Text section: Begin

One of the most significant challenges insurers face is the increasing risk exposure due to the expanding wildland-urban interface (WUI). The WUI is the area where human development and undeveloped wildland meet, and development in this zone has grown significantly, especially in Southern and Western areas of the U.S. As more homes and businesses are built in wildfire-prone areas, the potential for massive financial losses surges. 

The Texas Panhandle fires alone devastated over a million acres, destroying hundreds of properties and causing significant economic disruption. With such widespread devastation, insurers are struggling to balance the risks associated with providing coverage in these high-risk areas.

To address this, insurers must invest in advanced risk modeling and analytics that factor in climate change, historical fire data, and future land use patterns. This can help in accurately pricing policies and setting aside adequate reserves to cover potential claims. Leveraging satellite imagery and AI-driven models can enhance risk assessments and enable insurers to offer more tailored coverage options, possibly encouraging homeowners to adopt fire-resistant building practices.

Text section: End
Dataset content: Begin

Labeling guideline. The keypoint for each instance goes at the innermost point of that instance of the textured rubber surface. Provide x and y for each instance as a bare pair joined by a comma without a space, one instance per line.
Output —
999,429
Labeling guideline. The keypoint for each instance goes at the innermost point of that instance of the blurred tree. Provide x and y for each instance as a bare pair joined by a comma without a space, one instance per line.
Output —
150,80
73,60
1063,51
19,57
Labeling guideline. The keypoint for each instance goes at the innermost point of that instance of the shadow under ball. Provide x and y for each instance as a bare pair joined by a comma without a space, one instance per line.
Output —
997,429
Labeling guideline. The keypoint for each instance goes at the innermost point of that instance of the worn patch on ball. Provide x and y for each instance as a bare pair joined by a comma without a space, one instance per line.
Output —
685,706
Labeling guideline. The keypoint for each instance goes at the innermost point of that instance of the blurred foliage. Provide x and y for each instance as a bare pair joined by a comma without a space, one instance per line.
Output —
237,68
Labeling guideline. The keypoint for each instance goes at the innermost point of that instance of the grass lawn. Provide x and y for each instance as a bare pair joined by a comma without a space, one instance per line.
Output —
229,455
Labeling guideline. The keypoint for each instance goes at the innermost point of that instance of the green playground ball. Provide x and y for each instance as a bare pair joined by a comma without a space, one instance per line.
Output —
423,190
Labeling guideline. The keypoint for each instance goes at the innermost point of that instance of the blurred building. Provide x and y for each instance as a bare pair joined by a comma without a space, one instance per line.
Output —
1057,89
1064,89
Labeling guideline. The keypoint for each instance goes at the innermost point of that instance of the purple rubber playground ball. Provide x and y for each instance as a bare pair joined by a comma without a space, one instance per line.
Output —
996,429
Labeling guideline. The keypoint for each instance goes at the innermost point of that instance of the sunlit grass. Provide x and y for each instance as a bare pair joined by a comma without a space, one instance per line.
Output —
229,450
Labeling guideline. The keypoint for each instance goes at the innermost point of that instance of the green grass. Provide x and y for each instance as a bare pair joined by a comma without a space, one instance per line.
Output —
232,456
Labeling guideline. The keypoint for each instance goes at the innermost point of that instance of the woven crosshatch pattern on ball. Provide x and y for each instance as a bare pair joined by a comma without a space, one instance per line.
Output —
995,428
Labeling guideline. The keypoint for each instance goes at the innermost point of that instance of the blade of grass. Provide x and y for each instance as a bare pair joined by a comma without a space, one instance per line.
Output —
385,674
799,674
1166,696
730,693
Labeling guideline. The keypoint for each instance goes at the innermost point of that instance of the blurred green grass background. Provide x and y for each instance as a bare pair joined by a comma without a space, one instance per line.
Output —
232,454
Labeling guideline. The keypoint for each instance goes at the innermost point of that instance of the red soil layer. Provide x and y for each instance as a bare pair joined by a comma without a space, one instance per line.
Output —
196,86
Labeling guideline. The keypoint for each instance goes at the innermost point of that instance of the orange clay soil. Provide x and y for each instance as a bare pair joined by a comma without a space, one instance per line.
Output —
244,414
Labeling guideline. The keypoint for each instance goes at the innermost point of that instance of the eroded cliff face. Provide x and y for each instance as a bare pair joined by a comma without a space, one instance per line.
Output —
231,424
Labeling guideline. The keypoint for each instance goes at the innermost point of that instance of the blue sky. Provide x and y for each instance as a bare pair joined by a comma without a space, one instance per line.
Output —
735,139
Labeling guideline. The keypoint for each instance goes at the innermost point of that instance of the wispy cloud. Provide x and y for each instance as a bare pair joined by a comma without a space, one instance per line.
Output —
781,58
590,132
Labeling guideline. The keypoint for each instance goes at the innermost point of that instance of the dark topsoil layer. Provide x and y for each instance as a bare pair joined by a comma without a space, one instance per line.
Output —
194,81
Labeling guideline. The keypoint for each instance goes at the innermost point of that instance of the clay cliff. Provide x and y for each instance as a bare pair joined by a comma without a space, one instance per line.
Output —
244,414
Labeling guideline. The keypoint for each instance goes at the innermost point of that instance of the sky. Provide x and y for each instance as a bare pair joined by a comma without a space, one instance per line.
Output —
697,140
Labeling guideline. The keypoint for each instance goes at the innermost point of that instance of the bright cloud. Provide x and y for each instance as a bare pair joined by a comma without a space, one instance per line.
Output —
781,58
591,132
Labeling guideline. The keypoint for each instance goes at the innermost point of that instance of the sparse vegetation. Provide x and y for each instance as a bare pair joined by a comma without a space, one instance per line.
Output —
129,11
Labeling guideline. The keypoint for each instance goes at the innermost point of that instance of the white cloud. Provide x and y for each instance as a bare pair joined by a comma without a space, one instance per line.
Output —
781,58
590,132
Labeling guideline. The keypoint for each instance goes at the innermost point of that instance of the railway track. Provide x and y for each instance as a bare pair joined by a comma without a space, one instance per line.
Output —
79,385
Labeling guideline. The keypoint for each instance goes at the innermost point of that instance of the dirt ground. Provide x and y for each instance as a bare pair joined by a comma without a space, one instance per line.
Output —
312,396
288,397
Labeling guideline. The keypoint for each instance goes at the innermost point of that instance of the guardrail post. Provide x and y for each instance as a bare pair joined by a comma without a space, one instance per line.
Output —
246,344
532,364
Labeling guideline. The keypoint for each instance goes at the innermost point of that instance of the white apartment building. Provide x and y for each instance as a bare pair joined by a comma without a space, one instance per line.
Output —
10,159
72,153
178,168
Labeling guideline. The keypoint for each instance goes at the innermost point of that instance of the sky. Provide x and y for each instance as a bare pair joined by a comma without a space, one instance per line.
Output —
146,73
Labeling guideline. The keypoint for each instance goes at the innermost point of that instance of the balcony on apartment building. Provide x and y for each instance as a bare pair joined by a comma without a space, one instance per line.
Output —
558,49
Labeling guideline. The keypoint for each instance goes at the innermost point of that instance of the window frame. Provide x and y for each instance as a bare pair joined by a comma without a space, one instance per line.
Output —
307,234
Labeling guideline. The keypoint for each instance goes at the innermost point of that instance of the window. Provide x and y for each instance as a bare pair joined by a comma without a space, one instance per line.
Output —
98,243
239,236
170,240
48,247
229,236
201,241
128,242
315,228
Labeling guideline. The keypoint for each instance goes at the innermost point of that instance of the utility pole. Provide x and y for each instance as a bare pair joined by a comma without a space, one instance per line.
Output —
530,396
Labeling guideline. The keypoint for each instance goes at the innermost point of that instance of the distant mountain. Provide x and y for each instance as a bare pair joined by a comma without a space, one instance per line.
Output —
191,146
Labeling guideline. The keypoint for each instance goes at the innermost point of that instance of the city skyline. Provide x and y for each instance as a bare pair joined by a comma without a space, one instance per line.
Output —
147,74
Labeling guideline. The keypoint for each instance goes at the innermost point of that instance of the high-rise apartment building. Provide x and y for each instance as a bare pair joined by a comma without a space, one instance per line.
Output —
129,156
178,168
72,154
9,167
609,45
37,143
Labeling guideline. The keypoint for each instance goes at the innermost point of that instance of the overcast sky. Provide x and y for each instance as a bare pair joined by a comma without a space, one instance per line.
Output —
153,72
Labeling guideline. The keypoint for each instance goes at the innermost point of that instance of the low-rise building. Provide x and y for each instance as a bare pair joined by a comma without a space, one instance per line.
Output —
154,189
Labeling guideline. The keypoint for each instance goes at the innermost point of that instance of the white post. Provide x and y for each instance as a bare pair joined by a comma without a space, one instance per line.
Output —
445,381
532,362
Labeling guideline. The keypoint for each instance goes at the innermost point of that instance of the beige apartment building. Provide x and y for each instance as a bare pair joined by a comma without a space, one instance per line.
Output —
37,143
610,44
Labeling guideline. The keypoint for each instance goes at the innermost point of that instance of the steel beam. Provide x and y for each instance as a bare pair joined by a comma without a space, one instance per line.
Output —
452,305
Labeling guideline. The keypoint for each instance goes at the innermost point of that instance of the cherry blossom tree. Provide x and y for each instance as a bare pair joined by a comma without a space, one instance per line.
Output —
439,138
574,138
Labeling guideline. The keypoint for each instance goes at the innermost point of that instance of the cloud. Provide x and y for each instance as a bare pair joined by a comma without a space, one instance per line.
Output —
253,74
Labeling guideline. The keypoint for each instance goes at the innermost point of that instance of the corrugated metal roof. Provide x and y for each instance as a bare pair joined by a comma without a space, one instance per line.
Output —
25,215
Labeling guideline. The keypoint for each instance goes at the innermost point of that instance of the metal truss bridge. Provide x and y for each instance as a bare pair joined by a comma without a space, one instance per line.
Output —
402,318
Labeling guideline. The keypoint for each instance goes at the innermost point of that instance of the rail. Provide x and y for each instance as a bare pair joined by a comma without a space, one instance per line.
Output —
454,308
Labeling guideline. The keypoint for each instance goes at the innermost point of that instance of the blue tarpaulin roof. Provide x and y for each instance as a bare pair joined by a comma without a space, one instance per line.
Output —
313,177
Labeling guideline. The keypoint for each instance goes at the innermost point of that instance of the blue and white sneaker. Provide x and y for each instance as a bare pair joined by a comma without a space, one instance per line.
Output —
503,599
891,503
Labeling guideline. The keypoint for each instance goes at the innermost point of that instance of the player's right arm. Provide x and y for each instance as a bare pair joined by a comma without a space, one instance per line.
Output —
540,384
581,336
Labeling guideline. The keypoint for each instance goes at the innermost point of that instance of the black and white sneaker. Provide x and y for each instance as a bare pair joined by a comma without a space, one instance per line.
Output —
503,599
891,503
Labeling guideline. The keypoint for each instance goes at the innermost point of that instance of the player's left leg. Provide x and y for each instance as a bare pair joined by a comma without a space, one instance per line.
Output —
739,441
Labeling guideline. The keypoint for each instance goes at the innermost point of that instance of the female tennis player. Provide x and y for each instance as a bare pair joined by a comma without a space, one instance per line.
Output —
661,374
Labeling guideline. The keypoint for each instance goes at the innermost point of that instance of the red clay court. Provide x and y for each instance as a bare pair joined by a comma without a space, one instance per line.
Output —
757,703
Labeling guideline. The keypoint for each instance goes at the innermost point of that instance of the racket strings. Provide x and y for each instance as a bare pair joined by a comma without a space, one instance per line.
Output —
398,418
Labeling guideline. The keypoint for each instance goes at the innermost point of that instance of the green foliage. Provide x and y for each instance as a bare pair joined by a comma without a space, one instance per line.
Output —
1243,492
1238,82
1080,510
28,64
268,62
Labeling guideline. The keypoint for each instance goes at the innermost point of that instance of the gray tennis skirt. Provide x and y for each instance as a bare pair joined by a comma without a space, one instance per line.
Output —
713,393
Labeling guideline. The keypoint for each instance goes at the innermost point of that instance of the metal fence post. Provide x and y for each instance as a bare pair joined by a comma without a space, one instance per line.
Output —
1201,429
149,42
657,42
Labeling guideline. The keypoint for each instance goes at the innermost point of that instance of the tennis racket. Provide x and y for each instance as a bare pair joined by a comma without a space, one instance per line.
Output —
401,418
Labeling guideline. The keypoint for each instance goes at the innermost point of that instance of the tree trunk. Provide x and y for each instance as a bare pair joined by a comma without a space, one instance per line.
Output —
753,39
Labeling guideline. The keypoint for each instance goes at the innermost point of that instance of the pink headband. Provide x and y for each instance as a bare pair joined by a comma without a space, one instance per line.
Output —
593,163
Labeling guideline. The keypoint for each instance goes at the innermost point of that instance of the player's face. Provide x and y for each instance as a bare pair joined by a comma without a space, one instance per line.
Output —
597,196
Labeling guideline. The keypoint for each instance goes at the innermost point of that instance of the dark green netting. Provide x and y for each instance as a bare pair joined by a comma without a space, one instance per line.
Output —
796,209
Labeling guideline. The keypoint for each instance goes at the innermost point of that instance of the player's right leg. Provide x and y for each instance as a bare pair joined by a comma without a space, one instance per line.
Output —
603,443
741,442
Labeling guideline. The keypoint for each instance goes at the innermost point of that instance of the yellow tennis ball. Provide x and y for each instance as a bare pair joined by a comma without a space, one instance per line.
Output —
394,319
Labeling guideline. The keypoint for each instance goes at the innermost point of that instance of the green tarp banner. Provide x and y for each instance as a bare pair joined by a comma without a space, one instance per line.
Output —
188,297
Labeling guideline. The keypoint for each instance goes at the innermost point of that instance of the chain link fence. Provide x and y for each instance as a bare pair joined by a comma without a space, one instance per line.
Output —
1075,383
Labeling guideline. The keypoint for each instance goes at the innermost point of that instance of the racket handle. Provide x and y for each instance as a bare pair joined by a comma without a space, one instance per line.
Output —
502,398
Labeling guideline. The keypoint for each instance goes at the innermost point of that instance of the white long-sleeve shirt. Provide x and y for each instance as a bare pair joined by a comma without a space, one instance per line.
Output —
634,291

Dataset content: End

* **Your goal**
Continue the text on insurers and wildfire risk in the wildland-urban interface, starting right after its final sentence about fire-resistant building practices.

* **Exercise output**
2. Underinsurance and coverage gaps

Another major issue highlighted by recent wildfires is the prevalence of underinsurance. Many property owners underestimate the replacement cost of their homes or do not update their policies to reflect current values, leaving them inadequately covered when disaster strikes. The extensive losses in the Texas Panhandle emphasized this point, as many victims discovered that their coverage was insufficient to rebuild their properties.

Insurers should engage with policyholders to regularly review and update coverage limits. Educating consumers on the true cost of rebuilding and the importance of updating their policies can reduce the incidence of underinsurance. Additionally, offering extended replacement cost coverage or automatic policy updates linked to inflation or local building costs can provide better protection.

3. Claims handling and customer service bottlenecks

The surge in claims following a major wildfire can overwhelm insurers and their loss adjuster resources, leading to delays and customer dissatisfaction. The aftermath of the 2024 Texas Panhandle wildfires saw a deluge of claims that tested the capacity of many insurers. Efficiently managing this influx while maintaining high customer service standards is a persistent challenge.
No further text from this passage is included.